Work to complete ::
Extract every line below that contains the string "firefighter" and reproduce each one verbatim.

Given data ::
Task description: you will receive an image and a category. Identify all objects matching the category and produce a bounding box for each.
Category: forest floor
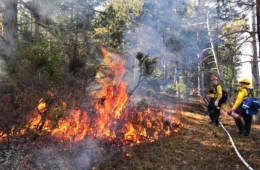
[0,94,260,170]
[100,94,260,170]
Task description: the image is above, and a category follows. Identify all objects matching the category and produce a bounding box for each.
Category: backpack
[215,84,228,104]
[242,88,260,115]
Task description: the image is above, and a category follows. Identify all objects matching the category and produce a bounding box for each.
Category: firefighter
[208,76,222,126]
[229,78,255,136]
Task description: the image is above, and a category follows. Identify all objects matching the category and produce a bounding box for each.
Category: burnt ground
[0,95,260,170]
[100,95,260,170]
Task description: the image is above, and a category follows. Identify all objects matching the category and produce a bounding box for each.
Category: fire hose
[203,98,254,170]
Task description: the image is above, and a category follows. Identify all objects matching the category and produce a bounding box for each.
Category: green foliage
[136,52,158,77]
[15,40,63,85]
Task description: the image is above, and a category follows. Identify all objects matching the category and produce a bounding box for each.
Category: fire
[0,48,181,145]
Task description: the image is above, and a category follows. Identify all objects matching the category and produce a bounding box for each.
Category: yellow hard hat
[239,78,250,84]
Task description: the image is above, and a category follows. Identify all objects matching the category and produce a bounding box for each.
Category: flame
[0,48,181,145]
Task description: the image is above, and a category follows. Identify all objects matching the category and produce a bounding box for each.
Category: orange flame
[0,47,181,144]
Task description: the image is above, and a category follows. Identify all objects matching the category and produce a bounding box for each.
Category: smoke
[17,138,113,170]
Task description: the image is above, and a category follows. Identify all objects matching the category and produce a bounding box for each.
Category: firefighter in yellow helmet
[229,78,256,136]
[208,76,222,126]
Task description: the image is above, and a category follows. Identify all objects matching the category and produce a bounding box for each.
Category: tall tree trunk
[251,0,259,91]
[252,0,260,123]
[1,0,18,64]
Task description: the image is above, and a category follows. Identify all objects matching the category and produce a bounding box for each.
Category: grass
[100,97,260,170]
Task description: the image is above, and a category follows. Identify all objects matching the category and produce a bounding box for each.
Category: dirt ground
[100,97,260,170]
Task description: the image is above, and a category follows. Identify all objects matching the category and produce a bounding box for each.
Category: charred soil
[100,96,260,170]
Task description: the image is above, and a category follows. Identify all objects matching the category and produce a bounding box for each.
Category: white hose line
[219,121,254,170]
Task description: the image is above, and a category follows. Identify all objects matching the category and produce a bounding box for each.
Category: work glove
[214,100,218,107]
[227,109,234,115]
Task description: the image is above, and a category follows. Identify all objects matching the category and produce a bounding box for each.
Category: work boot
[215,120,219,126]
[244,131,249,136]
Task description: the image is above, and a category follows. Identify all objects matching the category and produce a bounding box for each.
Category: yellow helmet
[239,78,250,84]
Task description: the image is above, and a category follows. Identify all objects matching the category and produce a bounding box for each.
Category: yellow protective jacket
[232,85,256,109]
[209,84,222,101]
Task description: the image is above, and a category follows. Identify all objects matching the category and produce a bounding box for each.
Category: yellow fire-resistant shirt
[232,85,256,109]
[209,84,222,101]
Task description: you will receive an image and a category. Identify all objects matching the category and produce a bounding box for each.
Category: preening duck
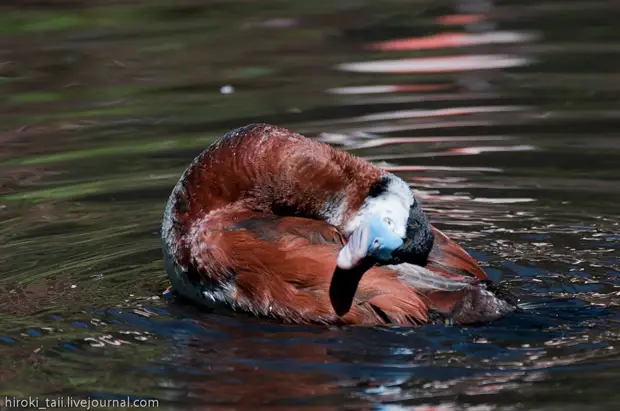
[162,124,516,326]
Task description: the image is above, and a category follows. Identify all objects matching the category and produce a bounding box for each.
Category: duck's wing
[182,211,427,325]
[425,227,488,280]
[180,210,512,325]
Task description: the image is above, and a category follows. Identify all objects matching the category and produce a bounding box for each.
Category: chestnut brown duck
[162,124,516,326]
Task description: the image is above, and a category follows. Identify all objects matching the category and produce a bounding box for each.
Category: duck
[161,123,517,327]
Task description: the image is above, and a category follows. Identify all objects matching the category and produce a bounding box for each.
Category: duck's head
[337,173,434,270]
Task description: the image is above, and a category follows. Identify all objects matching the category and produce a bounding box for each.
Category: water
[0,0,620,410]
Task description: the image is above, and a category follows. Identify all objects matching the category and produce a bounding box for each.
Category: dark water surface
[0,0,620,410]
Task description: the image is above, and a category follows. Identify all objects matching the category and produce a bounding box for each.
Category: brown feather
[163,124,516,325]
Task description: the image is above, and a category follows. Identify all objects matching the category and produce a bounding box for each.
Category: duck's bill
[337,217,403,270]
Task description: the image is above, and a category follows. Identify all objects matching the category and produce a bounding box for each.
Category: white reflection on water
[336,54,532,73]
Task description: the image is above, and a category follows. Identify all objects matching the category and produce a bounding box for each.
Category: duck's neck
[173,124,388,236]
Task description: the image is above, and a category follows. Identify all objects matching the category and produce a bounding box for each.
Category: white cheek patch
[345,176,414,238]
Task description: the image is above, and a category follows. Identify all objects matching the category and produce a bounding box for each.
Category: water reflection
[0,0,620,410]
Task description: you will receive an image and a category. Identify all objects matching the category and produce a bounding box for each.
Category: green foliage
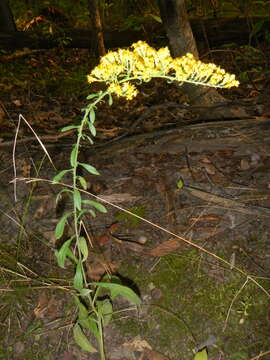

Output ::
Category: firefighter
Category: firefighter in yellow helmet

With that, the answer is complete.